- WHAT THE EXERCISE ASKS: Reproduce the records below word for word, omitting the pictures from your answer.

- PROVIDED RECORDS:
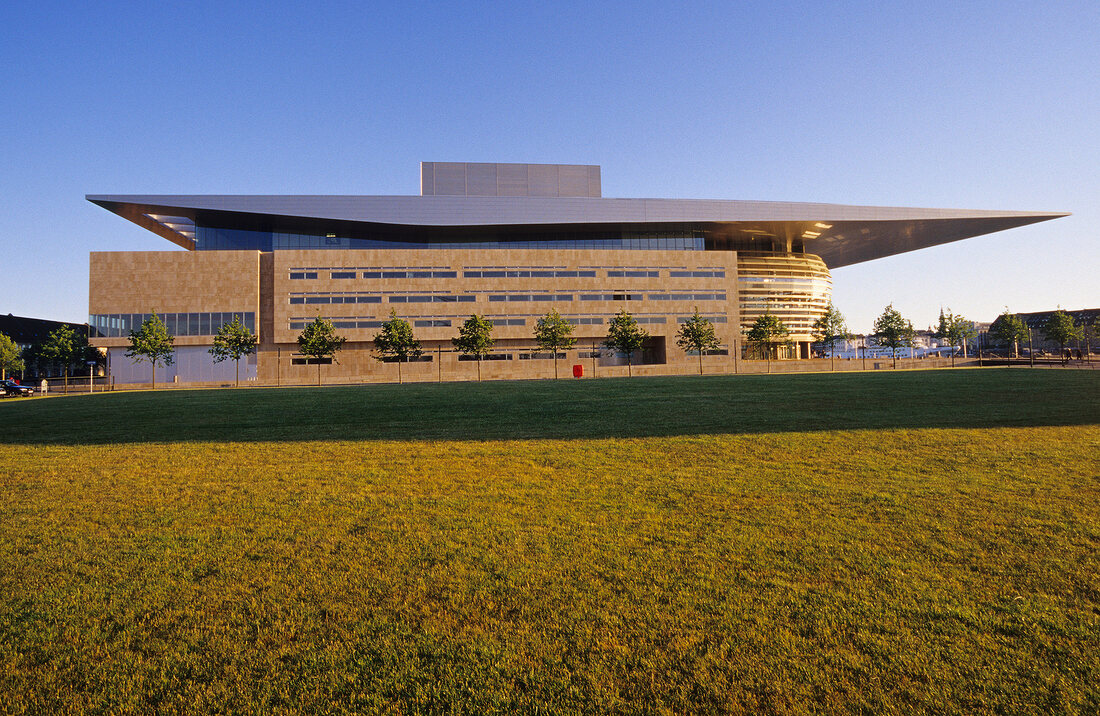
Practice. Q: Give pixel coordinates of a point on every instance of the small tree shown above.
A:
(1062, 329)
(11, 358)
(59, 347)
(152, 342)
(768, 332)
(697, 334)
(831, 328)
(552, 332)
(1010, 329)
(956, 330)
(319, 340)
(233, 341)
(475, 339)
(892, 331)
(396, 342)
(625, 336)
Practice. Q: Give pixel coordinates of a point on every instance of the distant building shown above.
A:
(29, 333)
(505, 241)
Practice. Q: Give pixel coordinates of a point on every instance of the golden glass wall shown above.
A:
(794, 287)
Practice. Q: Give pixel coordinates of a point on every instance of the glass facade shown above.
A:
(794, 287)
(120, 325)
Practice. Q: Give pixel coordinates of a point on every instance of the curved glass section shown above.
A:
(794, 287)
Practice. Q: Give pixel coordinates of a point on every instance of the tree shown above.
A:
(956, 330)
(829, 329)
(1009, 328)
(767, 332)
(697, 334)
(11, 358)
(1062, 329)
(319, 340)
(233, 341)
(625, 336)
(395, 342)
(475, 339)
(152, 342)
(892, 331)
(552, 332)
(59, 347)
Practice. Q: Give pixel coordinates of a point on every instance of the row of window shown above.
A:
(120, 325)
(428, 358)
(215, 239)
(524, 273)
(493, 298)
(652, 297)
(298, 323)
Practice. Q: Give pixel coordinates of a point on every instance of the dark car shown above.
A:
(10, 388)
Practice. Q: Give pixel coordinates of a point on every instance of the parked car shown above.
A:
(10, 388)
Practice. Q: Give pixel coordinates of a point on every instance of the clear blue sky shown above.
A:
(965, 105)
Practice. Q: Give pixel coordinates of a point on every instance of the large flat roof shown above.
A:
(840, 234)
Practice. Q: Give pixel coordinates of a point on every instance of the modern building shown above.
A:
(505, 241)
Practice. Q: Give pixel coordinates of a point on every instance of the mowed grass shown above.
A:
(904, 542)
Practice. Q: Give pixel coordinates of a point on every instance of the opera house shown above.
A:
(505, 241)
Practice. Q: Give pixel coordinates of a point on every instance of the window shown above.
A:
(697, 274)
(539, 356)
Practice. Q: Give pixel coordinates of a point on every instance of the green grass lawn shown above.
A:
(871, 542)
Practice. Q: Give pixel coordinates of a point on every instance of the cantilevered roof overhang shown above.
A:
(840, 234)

- FULL SOLUTION:
Practice. Q: Give pixel coordinates of a point on every instance of the small tree shown above.
A:
(1062, 329)
(11, 358)
(59, 347)
(152, 342)
(768, 332)
(697, 334)
(831, 328)
(552, 332)
(1010, 329)
(956, 330)
(319, 340)
(233, 341)
(475, 339)
(892, 331)
(396, 342)
(625, 336)
Practice. Q: Give pixel coordinates of a point on every instance of the distant building shown above.
A:
(29, 333)
(505, 241)
Practice. Q: Give pixel coordinates of a point on every instance of the golden glass wall shown above.
A:
(794, 287)
Practice. Q: Give pixel coordinates of a point on every instance of the glass facade shown above.
A:
(794, 287)
(120, 325)
Practice. Q: Give pixel coordinates of a point on every instance of the curved glass section shown above.
A:
(794, 287)
Practice. Q: Give pixel coordinates of a point on every instance of the tree shown above.
A:
(956, 330)
(829, 329)
(1009, 328)
(767, 332)
(697, 334)
(11, 358)
(1062, 329)
(319, 340)
(233, 341)
(625, 336)
(395, 342)
(475, 339)
(152, 342)
(892, 331)
(552, 332)
(59, 347)
Practice. Q: Give pixel coordinates of a point on every instance of the row of window shown above.
A:
(120, 325)
(428, 358)
(215, 239)
(524, 273)
(493, 298)
(652, 297)
(298, 323)
Practice. Q: Give pixel coordinates of a point on every instance of the dark car shown above.
A:
(10, 388)
Practice. Q: Give pixel coordinates of a point on every instance of the parked car shown above.
A:
(10, 388)
Practice. Q: Give pixel coordinates of a point on every instance of the clear blue sky shown above.
A:
(965, 105)
Practice. Q: Give pixel coordinates of a point on every instance of the large flat roof shown above.
A:
(840, 234)
Practice. Q: Give pixel coordinates of a point on every instance of the modern building shown above.
A:
(505, 241)
Practice. Q: Give pixel coordinates of a point on every instance of the mowed grass shown above.
A:
(904, 542)
Practice. Q: Give pixel coordinates of a point on every instance of the opera house shown above.
A:
(505, 241)
Practice. Q: Give pixel coordinates of a point on every instance of the window shown above.
A:
(697, 274)
(539, 356)
Practice. Q: Give pixel coordinates of a point on every instance of the green grass lawn shown above.
A:
(871, 542)
Practice. Q: Give pixel coordinates of a point on every instance of the cantilevered roof overhang shown above.
A:
(840, 234)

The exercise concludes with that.